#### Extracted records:
::::

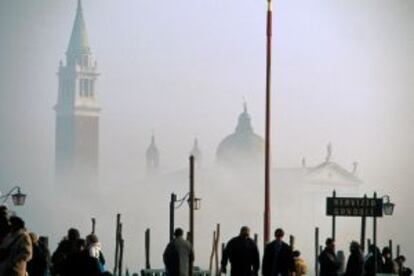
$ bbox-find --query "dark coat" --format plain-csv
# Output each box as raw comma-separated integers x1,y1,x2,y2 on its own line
221,236,260,276
63,250,102,276
345,250,364,276
262,240,295,276
27,243,47,276
364,252,382,276
318,248,341,276
163,237,194,276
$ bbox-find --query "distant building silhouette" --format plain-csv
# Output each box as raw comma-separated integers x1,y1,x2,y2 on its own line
145,135,160,173
216,104,264,167
55,0,100,185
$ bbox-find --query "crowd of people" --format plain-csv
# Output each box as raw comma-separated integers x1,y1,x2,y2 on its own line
318,238,412,276
163,226,411,276
0,206,412,276
0,206,111,276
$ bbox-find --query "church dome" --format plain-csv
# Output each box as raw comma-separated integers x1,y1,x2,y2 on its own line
217,104,264,166
145,135,160,170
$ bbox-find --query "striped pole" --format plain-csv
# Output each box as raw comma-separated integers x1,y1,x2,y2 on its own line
263,0,272,245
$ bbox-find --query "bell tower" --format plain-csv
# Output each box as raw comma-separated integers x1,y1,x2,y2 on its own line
55,0,100,186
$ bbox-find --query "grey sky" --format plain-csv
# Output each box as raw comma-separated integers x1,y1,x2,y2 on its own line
0,0,414,272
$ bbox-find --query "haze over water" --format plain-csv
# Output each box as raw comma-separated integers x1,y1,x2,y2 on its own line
0,0,414,271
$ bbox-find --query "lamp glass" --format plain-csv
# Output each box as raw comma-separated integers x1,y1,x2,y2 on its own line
382,202,395,216
12,191,26,206
194,197,201,210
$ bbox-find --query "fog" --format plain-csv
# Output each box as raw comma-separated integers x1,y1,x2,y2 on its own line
0,0,414,271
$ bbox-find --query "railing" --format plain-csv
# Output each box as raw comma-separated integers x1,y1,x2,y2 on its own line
141,267,211,276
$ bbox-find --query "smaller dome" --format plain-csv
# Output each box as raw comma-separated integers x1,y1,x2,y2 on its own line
217,104,264,166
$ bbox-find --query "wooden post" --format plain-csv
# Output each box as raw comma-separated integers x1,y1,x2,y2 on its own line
221,242,226,268
315,227,319,276
170,193,177,241
91,218,96,234
189,155,195,276
215,223,220,276
372,192,377,276
114,214,121,276
332,190,336,241
208,231,216,275
289,235,295,250
118,236,125,276
360,194,367,252
145,228,151,269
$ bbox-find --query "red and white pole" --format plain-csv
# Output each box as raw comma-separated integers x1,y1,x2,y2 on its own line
263,0,272,244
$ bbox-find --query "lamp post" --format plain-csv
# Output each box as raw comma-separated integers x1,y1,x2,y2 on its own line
170,156,201,247
0,186,26,206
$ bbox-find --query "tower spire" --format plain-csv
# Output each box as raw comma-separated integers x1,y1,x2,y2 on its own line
67,0,90,54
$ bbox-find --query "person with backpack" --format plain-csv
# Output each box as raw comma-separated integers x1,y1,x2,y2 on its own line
163,228,194,276
0,216,32,276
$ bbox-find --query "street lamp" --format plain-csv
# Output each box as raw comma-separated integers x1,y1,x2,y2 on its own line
0,186,26,206
382,195,395,216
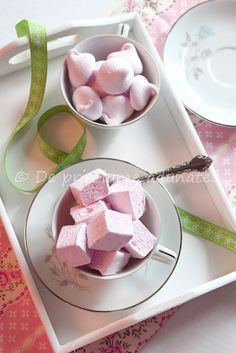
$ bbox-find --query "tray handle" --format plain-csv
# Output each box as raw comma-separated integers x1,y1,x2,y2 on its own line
0,12,136,77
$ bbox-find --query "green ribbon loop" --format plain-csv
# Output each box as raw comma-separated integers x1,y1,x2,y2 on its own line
4,20,86,193
4,20,236,251
178,208,236,252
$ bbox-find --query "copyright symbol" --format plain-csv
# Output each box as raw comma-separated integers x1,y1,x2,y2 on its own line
15,170,29,183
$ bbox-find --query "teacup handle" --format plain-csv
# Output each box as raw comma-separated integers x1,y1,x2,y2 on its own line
116,23,130,38
152,245,177,262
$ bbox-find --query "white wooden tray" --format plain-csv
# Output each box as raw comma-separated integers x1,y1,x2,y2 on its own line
0,14,236,352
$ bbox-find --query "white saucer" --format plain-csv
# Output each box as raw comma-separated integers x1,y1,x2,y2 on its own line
164,0,236,127
25,159,182,311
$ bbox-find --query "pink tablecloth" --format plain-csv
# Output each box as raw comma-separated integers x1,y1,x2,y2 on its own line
0,0,236,353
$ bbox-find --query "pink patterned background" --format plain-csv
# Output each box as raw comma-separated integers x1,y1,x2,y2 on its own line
0,0,236,353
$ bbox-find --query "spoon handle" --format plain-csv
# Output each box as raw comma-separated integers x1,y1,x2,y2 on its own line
136,155,212,182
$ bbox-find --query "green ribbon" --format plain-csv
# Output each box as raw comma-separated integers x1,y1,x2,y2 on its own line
4,20,236,251
178,208,236,252
4,20,86,192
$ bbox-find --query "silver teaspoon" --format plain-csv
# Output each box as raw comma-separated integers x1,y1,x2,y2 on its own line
135,154,213,182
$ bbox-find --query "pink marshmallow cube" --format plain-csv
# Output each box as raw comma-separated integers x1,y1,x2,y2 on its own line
89,250,130,276
56,223,93,267
106,179,146,220
70,169,109,206
87,210,134,251
70,200,107,224
124,220,157,259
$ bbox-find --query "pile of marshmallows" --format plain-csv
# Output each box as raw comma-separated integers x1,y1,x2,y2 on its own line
66,43,157,125
56,169,157,275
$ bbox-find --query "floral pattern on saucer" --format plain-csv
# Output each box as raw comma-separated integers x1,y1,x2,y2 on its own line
181,25,215,80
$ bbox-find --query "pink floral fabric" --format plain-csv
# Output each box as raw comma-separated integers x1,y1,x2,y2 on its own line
0,0,236,353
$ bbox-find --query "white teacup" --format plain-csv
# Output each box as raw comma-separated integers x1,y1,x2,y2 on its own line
60,29,160,129
52,177,177,279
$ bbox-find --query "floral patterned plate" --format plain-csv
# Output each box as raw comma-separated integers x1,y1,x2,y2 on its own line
164,0,236,126
25,159,182,311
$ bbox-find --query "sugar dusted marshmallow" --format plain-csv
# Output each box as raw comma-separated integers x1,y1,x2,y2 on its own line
56,223,93,267
70,169,109,206
97,58,134,94
70,200,108,224
108,43,143,75
72,86,102,121
89,250,130,276
87,210,133,251
88,60,107,98
107,179,146,220
124,220,157,259
101,95,134,125
66,49,95,87
130,75,157,111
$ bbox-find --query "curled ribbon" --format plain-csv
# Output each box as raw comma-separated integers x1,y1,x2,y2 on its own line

::::

#### Description of the task:
Write out the records above verbatim, from the beginning down through the line containing "55,0,100,186", including that line. Omit the pictures.

#### Exercise response:
$ bbox-find --query "dark coat" --format plain-csv
# Output each box as raw comma-separated integers x1,y1,x2,y2 on its own line
221,236,260,276
63,250,102,276
345,250,364,276
262,240,295,276
27,243,47,276
364,252,382,276
318,248,341,276
163,237,194,276
$ bbox-find --query "distant building silhouette" --format plain-csv
# Output each box as raw comma-separated integers x1,y1,x2,y2 on its own line
145,135,160,173
216,104,264,167
55,0,100,185
$ bbox-find --query "crowd of people" --format plain-csv
# Output each box as raw comma-separated integers x1,y1,x2,y2 on its own line
318,238,412,276
163,226,411,276
0,206,412,276
0,206,111,276
$ bbox-find --query "church dome" --format plain-csv
# Output each box as raw comma-separated integers x1,y1,x2,y2 on its own line
217,104,264,166
145,135,160,170
$ bbox-find --query "striped pole" --format plain-csv
# Output each box as raw comma-separated integers x1,y1,x2,y2 on its own line
263,0,272,245
$ bbox-find --query "bell tower" --format plain-csv
# Output each box as raw comma-separated integers x1,y1,x2,y2 on its own line
55,0,100,186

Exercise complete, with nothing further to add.